正文摘录 -

支撑物参数对全钢化真空玻璃等效应力和变形量的影响

硅酸盐通报 ›› 2023, Vol. 42 ›› Issue (9): 3372-3378.

支撑物参数对全钢化真空玻璃等效应力和变形量的影响

袁朝阳¹, 胡东方¹, 李彦兵²

1.河南科技大学机电工程学院,洛阳 471003;
2.洛阳兰迪玻璃机械股份有限公司,洛阳 471000

收稿日期:2023-05-09 修订日期:2023-06-19 出版日期:2023-09-15 发布日期:2023-09-14
作者简介:袁朝阳(1995—),男,硕士研究生。主要从事全钢化真空玻璃方面的研究。E-mail:1195161616@qq.com
基金资助:
河南省创新示范专项资助项目(191110211600);河南省高等学校重点科研项目计划(19A460020)

Effects of Pillar Parameters on Equivalent Stress and Deformation of Fully Tempered Vacuum Glass

YUAN Zhaoyang¹, HU Dongfang¹, LI Yanbing²

1. School of Mechatronics Engineering, Henan University of Science and Technology, Luoyang 471003, China;
2. Luoyang Landglass Technology Co., Ltd., Luoyang 471000, China

Received:2023-05-09 Revised:2023-06-19 Online:2023-09-15 Published:2023-09-14

摘要/Abstract

摘要： 全钢化真空玻璃是一种新型的高端建筑玻璃材料,具有极佳的隔热、隔音、安全性等优点,在现代建筑领域备受瞩目。作为全钢化真空玻璃的重要组成部分,支撑物参数对玻璃的等效应力和变形量具有重要影响。本文数值分析了在支撑物形状分别为圆球形、圆柱形、圆环形时,支撑物不同布放间距、排列方式对全钢化真空玻璃的等效应力和变形量的影响。结果表明:无论支撑物形状或排列方式如何,全钢化真空玻璃的最大等效应力和变形量都与支撑物布放间距呈正相关。在其他条件相同的情况下,采用圆环形支撑物并以正三角形排列方式布放时,全钢化真空玻璃等效应力和变形量最小。此研究通过仿真结果得出了不同形状的支撑物在不同排布方式下合理的布放间距,为全钢化真空玻璃的制造提供了理论依据。

(位置标注记录)
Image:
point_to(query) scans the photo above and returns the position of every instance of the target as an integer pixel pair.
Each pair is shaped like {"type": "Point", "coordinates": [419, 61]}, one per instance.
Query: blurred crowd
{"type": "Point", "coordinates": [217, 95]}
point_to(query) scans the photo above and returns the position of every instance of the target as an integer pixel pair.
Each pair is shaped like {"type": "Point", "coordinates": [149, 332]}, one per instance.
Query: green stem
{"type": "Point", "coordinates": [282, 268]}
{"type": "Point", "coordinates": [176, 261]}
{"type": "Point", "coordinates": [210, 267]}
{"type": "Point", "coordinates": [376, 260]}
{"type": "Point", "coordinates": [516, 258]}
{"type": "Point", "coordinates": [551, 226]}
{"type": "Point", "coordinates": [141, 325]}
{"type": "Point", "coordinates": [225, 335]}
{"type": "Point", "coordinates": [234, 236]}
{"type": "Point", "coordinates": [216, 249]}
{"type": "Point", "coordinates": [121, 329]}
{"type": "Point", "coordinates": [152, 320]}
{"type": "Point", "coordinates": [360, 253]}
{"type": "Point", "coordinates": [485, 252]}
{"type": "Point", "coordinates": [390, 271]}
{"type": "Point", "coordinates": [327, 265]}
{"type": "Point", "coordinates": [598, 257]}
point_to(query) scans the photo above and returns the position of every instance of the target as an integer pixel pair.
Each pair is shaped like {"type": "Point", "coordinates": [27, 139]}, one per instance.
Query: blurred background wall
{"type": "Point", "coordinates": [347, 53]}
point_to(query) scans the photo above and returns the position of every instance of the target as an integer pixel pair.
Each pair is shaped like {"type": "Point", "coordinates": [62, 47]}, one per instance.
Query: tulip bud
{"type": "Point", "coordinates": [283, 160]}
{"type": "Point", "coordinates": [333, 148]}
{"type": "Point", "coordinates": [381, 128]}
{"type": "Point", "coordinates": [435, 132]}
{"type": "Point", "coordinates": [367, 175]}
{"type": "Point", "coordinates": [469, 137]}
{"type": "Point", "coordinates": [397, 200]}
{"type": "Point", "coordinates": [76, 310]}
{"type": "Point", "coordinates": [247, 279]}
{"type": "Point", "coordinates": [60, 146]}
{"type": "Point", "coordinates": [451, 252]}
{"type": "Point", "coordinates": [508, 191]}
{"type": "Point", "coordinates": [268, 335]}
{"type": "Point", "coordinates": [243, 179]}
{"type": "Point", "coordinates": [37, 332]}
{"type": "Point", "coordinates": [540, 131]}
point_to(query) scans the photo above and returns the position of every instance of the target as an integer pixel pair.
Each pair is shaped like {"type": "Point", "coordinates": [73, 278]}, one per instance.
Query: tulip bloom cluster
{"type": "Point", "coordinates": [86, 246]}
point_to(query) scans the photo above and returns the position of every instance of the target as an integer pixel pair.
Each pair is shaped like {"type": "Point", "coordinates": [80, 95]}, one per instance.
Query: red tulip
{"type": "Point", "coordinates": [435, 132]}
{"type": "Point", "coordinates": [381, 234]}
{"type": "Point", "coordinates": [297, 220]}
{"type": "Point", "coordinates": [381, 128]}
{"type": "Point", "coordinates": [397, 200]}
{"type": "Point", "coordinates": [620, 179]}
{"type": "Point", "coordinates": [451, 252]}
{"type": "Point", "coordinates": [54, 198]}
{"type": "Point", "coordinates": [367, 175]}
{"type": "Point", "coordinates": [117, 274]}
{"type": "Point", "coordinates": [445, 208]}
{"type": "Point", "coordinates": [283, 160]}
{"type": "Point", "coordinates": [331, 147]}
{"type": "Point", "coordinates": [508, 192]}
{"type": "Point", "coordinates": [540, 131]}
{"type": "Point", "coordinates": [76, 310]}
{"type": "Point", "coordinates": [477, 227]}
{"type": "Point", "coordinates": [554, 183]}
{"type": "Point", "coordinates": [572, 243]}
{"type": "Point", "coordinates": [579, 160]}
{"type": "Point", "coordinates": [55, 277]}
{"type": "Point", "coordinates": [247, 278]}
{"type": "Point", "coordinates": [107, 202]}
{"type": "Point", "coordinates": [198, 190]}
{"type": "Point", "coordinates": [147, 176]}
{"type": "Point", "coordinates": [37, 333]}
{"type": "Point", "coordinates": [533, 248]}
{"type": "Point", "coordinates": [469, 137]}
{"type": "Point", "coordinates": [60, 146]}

任务 -
1. 在这篇关于全钢化真空玻璃支撑物参数的摘要中，采用哪种支撑物形状和排列方式时，玻璃的等效应力和变形量最小？
2. 从记录中提取所有包含字符串“tulip”的行。

逐题答案 -
1. 在其他条件相同时，采用圆环形支撑物并以正三角形排列方式布放。

2.
Query: tulip bud
Query: tulip bloom cluster
Query: red tulip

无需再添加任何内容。